(Excerpts of pointing data)
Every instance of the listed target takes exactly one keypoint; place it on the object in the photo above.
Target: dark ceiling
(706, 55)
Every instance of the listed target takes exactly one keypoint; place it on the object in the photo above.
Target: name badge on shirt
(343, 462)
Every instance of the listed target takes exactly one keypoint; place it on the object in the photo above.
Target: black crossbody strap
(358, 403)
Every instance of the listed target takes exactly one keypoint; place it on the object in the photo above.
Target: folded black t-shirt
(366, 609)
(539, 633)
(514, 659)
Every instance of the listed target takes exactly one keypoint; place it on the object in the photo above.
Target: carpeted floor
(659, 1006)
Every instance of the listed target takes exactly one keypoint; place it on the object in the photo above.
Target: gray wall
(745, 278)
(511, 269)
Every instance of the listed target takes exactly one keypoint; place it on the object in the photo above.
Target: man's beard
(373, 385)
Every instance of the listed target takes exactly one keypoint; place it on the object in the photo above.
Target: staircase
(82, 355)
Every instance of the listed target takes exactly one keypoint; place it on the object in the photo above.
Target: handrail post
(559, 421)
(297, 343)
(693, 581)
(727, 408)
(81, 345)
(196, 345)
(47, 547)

* * *

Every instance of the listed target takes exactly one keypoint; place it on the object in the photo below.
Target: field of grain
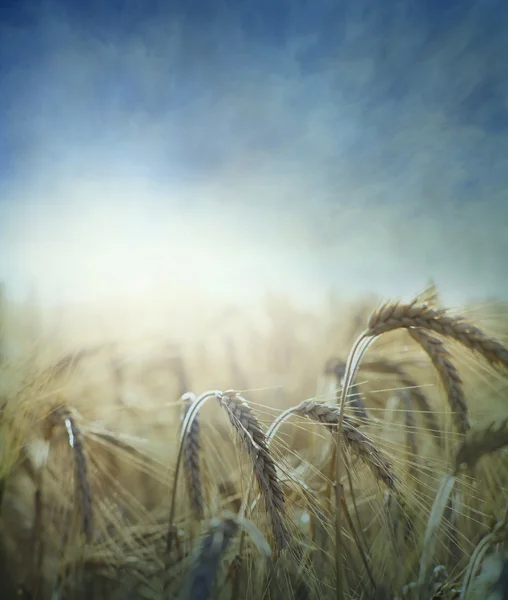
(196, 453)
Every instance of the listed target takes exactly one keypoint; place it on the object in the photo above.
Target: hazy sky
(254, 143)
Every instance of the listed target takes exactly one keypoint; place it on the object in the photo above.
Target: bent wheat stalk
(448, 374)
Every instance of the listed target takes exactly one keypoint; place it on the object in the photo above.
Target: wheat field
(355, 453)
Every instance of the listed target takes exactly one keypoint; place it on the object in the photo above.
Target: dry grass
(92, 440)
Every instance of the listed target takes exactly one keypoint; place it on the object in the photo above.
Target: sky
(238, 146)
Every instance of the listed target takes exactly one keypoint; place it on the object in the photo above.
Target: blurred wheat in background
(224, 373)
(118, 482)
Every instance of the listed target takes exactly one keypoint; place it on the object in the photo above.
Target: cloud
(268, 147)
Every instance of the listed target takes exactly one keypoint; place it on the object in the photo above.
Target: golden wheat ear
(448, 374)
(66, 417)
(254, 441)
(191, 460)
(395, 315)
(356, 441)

## THE EXERCISE
Which lines in the records above contain the word "wheat"? Pick out each of those lines and copy it.

## OUTPUT OF THE TASK
Target: bent wheat stalk
Target: wheat field
Target: blurred wheat in background
Target: golden wheat ear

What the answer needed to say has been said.